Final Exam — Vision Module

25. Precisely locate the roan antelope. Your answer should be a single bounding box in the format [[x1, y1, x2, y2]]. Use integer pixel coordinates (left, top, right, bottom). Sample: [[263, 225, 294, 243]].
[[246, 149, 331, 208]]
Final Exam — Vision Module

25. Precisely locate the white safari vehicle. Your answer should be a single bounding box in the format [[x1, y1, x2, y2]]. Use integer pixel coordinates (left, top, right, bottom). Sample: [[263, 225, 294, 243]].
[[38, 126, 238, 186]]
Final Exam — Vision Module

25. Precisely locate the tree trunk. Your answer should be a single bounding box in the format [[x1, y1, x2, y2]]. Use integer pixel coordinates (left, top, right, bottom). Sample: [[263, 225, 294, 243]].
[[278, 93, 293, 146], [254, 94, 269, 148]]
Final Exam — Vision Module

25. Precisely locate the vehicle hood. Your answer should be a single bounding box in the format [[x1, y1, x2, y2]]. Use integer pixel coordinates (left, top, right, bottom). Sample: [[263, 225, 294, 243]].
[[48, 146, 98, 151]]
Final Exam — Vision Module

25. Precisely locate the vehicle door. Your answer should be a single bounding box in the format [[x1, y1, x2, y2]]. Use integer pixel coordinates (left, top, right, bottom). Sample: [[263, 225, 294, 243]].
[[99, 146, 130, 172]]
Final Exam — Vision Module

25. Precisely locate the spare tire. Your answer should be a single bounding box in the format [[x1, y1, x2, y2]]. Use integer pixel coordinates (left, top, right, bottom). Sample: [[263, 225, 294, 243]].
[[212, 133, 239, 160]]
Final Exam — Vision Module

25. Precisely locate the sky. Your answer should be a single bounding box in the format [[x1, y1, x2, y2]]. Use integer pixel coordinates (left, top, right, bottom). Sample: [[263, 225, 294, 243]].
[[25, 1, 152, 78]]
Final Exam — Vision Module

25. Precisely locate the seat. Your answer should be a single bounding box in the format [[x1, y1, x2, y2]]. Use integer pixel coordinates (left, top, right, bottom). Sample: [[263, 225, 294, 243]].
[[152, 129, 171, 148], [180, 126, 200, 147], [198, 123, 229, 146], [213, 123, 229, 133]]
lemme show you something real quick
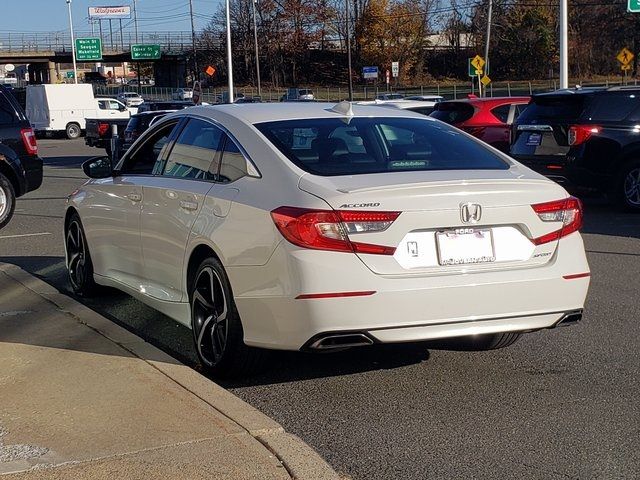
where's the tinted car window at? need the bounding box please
[407,106,434,116]
[587,93,640,122]
[517,95,586,123]
[120,121,178,175]
[0,92,17,124]
[218,137,248,183]
[430,102,475,124]
[256,117,509,176]
[513,103,528,120]
[163,118,223,180]
[491,104,510,123]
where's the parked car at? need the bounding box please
[123,110,177,150]
[234,96,262,104]
[430,96,530,152]
[117,92,144,107]
[376,93,405,101]
[511,86,640,210]
[137,101,194,113]
[67,102,589,377]
[281,88,314,101]
[173,88,193,100]
[85,118,130,156]
[0,85,42,228]
[405,95,444,103]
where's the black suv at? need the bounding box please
[0,85,43,228]
[511,87,640,210]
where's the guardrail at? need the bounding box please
[0,31,219,54]
[93,79,636,103]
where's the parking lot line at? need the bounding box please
[0,232,52,240]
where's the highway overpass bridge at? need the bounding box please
[0,31,221,86]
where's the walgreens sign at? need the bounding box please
[88,6,131,20]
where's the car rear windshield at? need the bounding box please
[255,117,509,176]
[516,95,586,123]
[429,102,475,124]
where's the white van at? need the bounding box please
[26,84,131,139]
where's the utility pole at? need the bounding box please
[133,0,139,42]
[188,0,199,84]
[66,0,78,84]
[483,0,492,97]
[559,0,568,89]
[345,0,353,101]
[225,0,234,103]
[251,0,261,97]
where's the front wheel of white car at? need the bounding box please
[190,257,267,378]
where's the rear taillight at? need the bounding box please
[270,207,400,255]
[568,125,600,146]
[531,196,583,245]
[97,122,110,136]
[20,128,37,155]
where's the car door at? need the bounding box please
[83,119,181,290]
[139,117,225,302]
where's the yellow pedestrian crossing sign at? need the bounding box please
[481,75,492,86]
[471,55,486,72]
[622,64,632,71]
[617,48,634,66]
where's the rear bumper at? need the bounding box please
[512,154,608,191]
[19,155,43,195]
[229,234,590,351]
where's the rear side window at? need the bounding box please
[517,95,586,123]
[430,102,475,124]
[256,117,509,176]
[218,137,249,183]
[491,104,510,123]
[587,93,640,122]
[163,118,223,180]
[0,91,18,125]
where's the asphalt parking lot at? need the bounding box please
[1,138,639,479]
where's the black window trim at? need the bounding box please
[115,116,185,176]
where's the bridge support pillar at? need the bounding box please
[154,58,187,88]
[48,61,58,84]
[28,62,54,84]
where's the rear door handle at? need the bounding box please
[180,200,198,211]
[127,192,142,202]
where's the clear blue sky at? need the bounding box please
[0,0,219,33]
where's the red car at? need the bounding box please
[430,96,530,152]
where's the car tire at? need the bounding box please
[452,332,521,351]
[66,123,81,140]
[190,257,268,378]
[0,172,16,230]
[614,159,640,212]
[65,212,98,296]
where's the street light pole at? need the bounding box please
[66,0,78,84]
[225,0,234,103]
[345,0,353,101]
[251,0,261,97]
[133,0,139,43]
[559,0,568,89]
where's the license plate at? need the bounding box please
[436,229,495,266]
[526,133,542,146]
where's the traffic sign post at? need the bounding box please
[192,81,202,105]
[362,66,379,80]
[468,55,486,97]
[75,38,102,61]
[385,69,390,90]
[391,61,399,78]
[131,44,161,60]
[629,0,640,12]
[617,48,635,85]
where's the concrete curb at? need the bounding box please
[0,262,340,480]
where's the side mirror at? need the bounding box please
[82,156,113,179]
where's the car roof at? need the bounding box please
[440,96,530,106]
[133,109,176,117]
[172,102,432,124]
[374,100,437,109]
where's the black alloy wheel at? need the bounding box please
[65,213,97,296]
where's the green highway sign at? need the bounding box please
[629,0,640,13]
[75,38,102,61]
[131,44,161,60]
[66,71,75,78]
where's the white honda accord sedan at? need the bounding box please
[65,102,590,377]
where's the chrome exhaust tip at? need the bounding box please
[306,333,374,350]
[554,309,583,327]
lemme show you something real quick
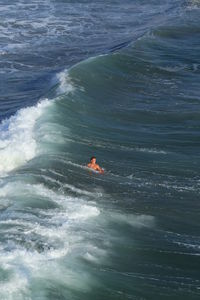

## [ASSIGNMENT]
Give back the material word for word and drop the pictures it holds.

## [ANSWER SPACE]
Final Exam — Vision Module

25. Precisely locate the roan antelope. Your answer should be a single bounding box in the format [[x1, y1, x2, y2]]. Use integer pixel coordinates (left, top, right, bottom). Sample: [[263, 225, 294, 243]].
[[246, 149, 331, 208]]
Final Exam — Vision Module

25. Precisely locate the white safari vehicle. Your answer should be a single bounding box in the format [[x1, y1, x2, y2]]. Use integer pixel coordinates (left, top, right, bottom). Sample: [[263, 225, 294, 243]].
[[38, 126, 238, 186]]
Final Exam — Vision Module

25. Precisely locate the tree trunk. Your answer should be a single bounding box in the format [[x1, y1, x2, y2]]. Use integer pixel coordinates (left, top, right, bottom). Sample: [[263, 225, 294, 243]].
[[278, 93, 293, 146], [254, 94, 269, 148]]
Final Exam — Vision Module

25. Precisely locate the vehicle hood. Your answer should be a single bounding box in the format [[x1, y1, x2, y2]]. Use integer pixel coordinates (left, top, right, bottom). Sample: [[263, 225, 294, 243]].
[[48, 146, 98, 151]]
Final Exam — Vision Module

25. Precisely locate the vehicle door. Your answer should be a single bounding box in the format [[x1, y1, x2, y2]]. Use integer pixel coordinates (left, top, right, bottom). Sample: [[263, 225, 294, 243]].
[[99, 146, 130, 172]]
Final Exam — Vision Module

25. Precisely locate the spare tire. Your answer should be a single bounding box in the format [[x1, y1, x2, y2]]. Use integer pixel coordinates (left, top, right, bottom). Sample: [[263, 225, 294, 243]].
[[212, 133, 239, 160]]
Final Exam — Vision Module

25. Precisely locate the sky. Your answer should be a single bounding box in the format [[x1, y1, x2, y2]]. Use integer pixel coordinates (left, top, right, bottom). Sample: [[263, 225, 294, 243]].
[[25, 1, 152, 78]]
Final Exam — Vision Module

25. Precisely locate the seat. Your answer should be a single bounding box in the format [[x1, y1, x2, y2]]. Use integer pixel coordinates (left, top, right, bottom). Sample: [[263, 225, 294, 243]].
[[152, 129, 171, 148], [180, 126, 200, 147], [198, 123, 229, 146], [213, 123, 229, 133]]
lemme show you something real quick
where's the tinted car window at? need the bounding box please
[407,106,434,116]
[587,93,640,122]
[517,95,586,123]
[120,121,178,175]
[0,92,17,124]
[218,137,248,183]
[430,102,475,124]
[256,117,509,176]
[513,103,528,120]
[163,118,223,180]
[491,104,510,123]
where's the parked car at? need the bounding box please
[123,110,177,150]
[234,96,262,104]
[430,96,530,152]
[117,92,144,107]
[376,93,405,101]
[511,86,640,210]
[137,101,194,113]
[67,102,589,377]
[281,88,314,101]
[173,88,193,100]
[85,118,130,156]
[0,85,42,228]
[405,95,444,103]
where's the black suv at? need the bounding box please
[0,85,43,228]
[511,87,640,210]
where's the guardrail at? need the bounding box please
[0,31,219,54]
[93,79,636,103]
where's the parking lot line at? need the bounding box please
[0,232,52,240]
where's the highway overpass bridge at? need the bounding box please
[0,31,221,86]
where's the walgreens sign at? need the bounding box please
[88,6,131,20]
where's the car rear windshield at? need the bounding box please
[255,117,509,176]
[516,95,586,123]
[429,102,475,124]
where's the white van at? need the bounding box please
[26,84,131,139]
where's the utility pole at? need the bounding box please
[133,0,139,42]
[188,0,199,84]
[66,0,78,84]
[483,0,492,97]
[559,0,568,89]
[345,0,353,101]
[225,0,234,103]
[251,0,261,97]
where's the front wheel of white car at? need the bounding box please
[190,257,267,378]
where's the rear taillight at? need the bounding box please
[270,207,400,255]
[568,125,600,146]
[531,196,583,245]
[97,122,110,136]
[20,128,37,155]
where's the car door at? need the bounding box please
[83,119,181,290]
[139,117,225,302]
where's the yellow pedestrian crossing sign at? need the bounding box please
[481,75,492,86]
[471,55,486,72]
[622,64,632,71]
[617,48,634,66]
where's the rear bumper at? need the bounding box please
[512,154,608,191]
[19,155,43,195]
[229,234,590,351]
where's the rear side window at? need the bounding box please
[517,95,586,123]
[430,102,475,124]
[256,117,509,176]
[218,137,249,183]
[491,104,510,123]
[587,93,640,122]
[163,118,223,180]
[0,91,18,125]
where's the asphalt parking lot at? need the bounding box please
[1,138,639,479]
where's the black window trim at? need the bounding box please
[115,116,185,176]
where's the bridge support pillar at? need the bounding box please
[154,58,187,88]
[48,61,58,84]
[28,62,54,84]
where's the rear door handle at? need the bounding box please
[180,200,198,211]
[127,192,142,202]
where's the clear blue sky at? need the bounding box please
[0,0,219,33]
where's the red car at? need the bounding box please
[430,96,530,152]
where's the car tire at? need the bounding box please
[452,332,521,351]
[66,123,81,140]
[190,257,268,378]
[0,172,16,230]
[614,159,640,212]
[65,212,98,296]
where's the street light pole at? need the bounding box please
[66,0,78,84]
[225,0,234,103]
[345,0,353,101]
[251,0,261,97]
[133,0,139,43]
[559,0,568,89]
where's the license plate at? need the bounding box please
[436,229,495,266]
[526,133,542,146]
where's the traffic sign post at? need the bounding box please
[192,81,202,105]
[362,66,379,80]
[468,55,486,97]
[75,38,102,61]
[385,69,390,90]
[391,61,399,78]
[131,44,161,60]
[629,0,640,12]
[617,48,635,85]
where's the concrete curb at? need the bounding box please
[0,262,340,480]
where's the side mirror at? need the bounding box please
[82,156,113,179]
where's the car roof at? need the bounding box please
[440,96,530,106]
[133,109,176,117]
[172,102,432,124]
[374,100,437,109]
where's the black alloy wheel at? need the bounding box please
[65,213,97,296]
where's the green highway sign at? need the bounding box please
[629,0,640,13]
[75,38,102,61]
[131,44,161,60]
[66,71,75,78]
where's the white honda accord sedan at? need the bounding box please
[65,102,590,377]
where's the chrome exhaust tip at? need the bounding box please
[306,333,374,350]
[554,309,583,327]
lemme show you something real quick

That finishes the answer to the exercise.